Exercise directions: Transcribe the listing below in full, keeping every line exactly as it is.

Records for this exercise:
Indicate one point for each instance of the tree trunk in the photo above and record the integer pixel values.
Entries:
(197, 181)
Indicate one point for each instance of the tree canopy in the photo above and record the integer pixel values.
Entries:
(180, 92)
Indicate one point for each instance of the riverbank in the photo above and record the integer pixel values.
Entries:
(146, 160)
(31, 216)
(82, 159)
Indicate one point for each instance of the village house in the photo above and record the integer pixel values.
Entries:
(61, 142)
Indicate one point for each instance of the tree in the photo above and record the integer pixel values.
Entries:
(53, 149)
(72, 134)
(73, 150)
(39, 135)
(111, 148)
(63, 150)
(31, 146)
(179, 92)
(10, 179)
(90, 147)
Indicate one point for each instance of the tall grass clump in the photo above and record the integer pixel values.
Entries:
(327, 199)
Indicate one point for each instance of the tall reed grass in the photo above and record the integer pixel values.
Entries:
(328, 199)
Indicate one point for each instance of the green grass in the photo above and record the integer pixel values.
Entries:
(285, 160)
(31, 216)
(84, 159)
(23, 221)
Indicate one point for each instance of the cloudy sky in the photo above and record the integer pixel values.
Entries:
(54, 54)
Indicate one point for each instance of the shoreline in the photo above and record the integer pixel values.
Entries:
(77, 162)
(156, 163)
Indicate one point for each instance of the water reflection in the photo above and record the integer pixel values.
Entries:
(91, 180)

Written reply:
Indicate one point for each instance of the tree trunk in the photo above and record the integer pixel values.
Entries:
(197, 181)
Indicate one point for each instance of the tree canopy in the photo above and record the integer pixel values.
Entries:
(180, 92)
Indicate one point for each instance of the riverbank in the photo above and record the integer pixel values.
Entries:
(146, 160)
(31, 216)
(82, 159)
Indicate one point for each instance of the village house in the photo above and record the integer pixel values.
Entries:
(61, 142)
Indicate one point for each instance of the tree in the photo above and record the integer pixel values.
Entries:
(53, 149)
(72, 134)
(73, 150)
(39, 135)
(111, 148)
(63, 150)
(31, 146)
(179, 92)
(10, 179)
(90, 147)
Indicate one point for each instance of the tall grass clump in the photo above and record the integer pixel values.
Entries:
(327, 199)
Indicate one point for each instance of the tall reed grass in the photo above and record the integer pixel values.
Entries:
(328, 199)
Indicate one point for each instance of the green grass in the photo above and record the integer pixel values.
Entries:
(285, 160)
(31, 216)
(84, 159)
(23, 221)
Indicate one point for each instance of the cloudy sky in the photo above and record the integer pixel values.
Entries:
(54, 54)
Indicate one point for each instance of the shoreline in the photo above and record the integer pixel values.
Entries:
(77, 162)
(156, 163)
Indicate one point for each instance of the water reflection in the photo above and record the integer pixel values.
Entries:
(91, 180)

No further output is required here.